Empresas grandes ou pequenas costumam ter um mesmo desafio pela frente: lidar com as questões de legalidade nos relacionamentos com a administração pública. 

Empresas grandes ou pequenas costumam ter um mesmo desafio pela frente: lidar com as questões de legalidade nos relacionamentos com a administração pública. Não são apenas os desafios de entender uma lógica de contratação absolutamente diferente da ordem privada, mas de proteger-se do que pode configurar crime ou improbidade administrativa. De fato, práticas absolutamente corriqueiras com os clientes privados podem representar problemas criminais na esfera pública.

(Trechos do conjunto de dados de anotação de localização)

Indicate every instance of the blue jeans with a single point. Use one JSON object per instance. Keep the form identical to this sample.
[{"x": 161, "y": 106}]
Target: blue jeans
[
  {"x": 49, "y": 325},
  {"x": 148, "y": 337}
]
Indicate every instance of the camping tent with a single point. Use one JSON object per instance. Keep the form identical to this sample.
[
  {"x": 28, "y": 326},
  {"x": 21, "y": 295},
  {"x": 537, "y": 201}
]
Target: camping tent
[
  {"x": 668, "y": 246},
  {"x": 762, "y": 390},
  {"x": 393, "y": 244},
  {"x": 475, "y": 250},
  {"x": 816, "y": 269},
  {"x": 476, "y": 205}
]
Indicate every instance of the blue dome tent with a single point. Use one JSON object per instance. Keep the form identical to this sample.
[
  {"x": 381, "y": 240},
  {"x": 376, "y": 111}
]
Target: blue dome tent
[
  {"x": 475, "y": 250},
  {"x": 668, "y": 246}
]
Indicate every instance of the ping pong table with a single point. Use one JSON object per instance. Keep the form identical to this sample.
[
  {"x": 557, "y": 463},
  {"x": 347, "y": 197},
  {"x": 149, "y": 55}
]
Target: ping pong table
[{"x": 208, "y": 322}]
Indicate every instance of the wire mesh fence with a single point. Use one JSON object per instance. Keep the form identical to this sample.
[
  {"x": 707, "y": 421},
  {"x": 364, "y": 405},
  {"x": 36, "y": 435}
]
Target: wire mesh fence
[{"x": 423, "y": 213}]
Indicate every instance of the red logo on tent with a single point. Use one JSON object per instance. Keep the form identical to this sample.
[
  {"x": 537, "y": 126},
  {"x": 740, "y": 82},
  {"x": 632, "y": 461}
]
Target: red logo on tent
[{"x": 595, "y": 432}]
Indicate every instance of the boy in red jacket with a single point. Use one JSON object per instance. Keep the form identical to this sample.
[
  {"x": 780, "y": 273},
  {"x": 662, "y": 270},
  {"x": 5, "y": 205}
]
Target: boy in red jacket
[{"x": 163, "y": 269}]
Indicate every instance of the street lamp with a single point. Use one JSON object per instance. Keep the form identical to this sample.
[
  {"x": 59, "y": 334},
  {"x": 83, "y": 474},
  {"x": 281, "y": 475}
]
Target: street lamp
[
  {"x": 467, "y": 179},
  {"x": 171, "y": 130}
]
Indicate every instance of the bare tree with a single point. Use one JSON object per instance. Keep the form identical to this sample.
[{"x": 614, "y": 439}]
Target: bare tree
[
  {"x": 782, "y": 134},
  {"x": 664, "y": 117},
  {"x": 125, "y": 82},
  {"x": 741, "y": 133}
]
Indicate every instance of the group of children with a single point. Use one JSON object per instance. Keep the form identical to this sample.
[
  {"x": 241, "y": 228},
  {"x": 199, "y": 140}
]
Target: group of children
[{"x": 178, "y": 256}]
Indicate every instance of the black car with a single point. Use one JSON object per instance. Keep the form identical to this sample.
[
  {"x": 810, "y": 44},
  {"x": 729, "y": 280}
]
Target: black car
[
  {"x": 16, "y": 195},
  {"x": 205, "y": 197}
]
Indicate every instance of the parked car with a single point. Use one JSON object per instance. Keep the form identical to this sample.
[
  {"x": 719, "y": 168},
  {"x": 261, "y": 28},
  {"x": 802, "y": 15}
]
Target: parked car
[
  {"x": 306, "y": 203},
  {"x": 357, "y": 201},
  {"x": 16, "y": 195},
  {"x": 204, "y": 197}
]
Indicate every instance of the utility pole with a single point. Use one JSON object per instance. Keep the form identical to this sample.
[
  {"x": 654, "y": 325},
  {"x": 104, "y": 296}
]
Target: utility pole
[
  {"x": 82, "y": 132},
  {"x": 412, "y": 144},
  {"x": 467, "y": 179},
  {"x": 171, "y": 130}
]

EXERCÍCIO A - Segundo o texto sobre empresas e a administração pública, o que práticas corriqueiras com clientes privados podem representar na esfera pública?
EXERCÍCIO B - Por favor, continue o texto sobre empresas e a administração pública a partir da última frase.

RESPOSTA A - Problemas criminais.

RESPOSTA B -
A abordagem, negociação, contratação e condução do pós-venda são fases com restrições de legalidade absolutamente próprias. Algumas ilegalidades são bastante fáceis de se identificar – como a oferta de presentes caros – mas outras estão escondidas e, pior, são comuns na prática com clientes privados. Citando exemplos, podemos pensar nos casos de fornecimento com preços muito diferentes em dois contratos semelhantes, ou nos casos de substituição do produto oferecido por outro de qualidade inferior ou readequação de cláusulas contratuais após a licitação. Quanto às relações e ajustes com distribuidores e representantes, os exemplos nesse campo mereceriam um artigo à parte.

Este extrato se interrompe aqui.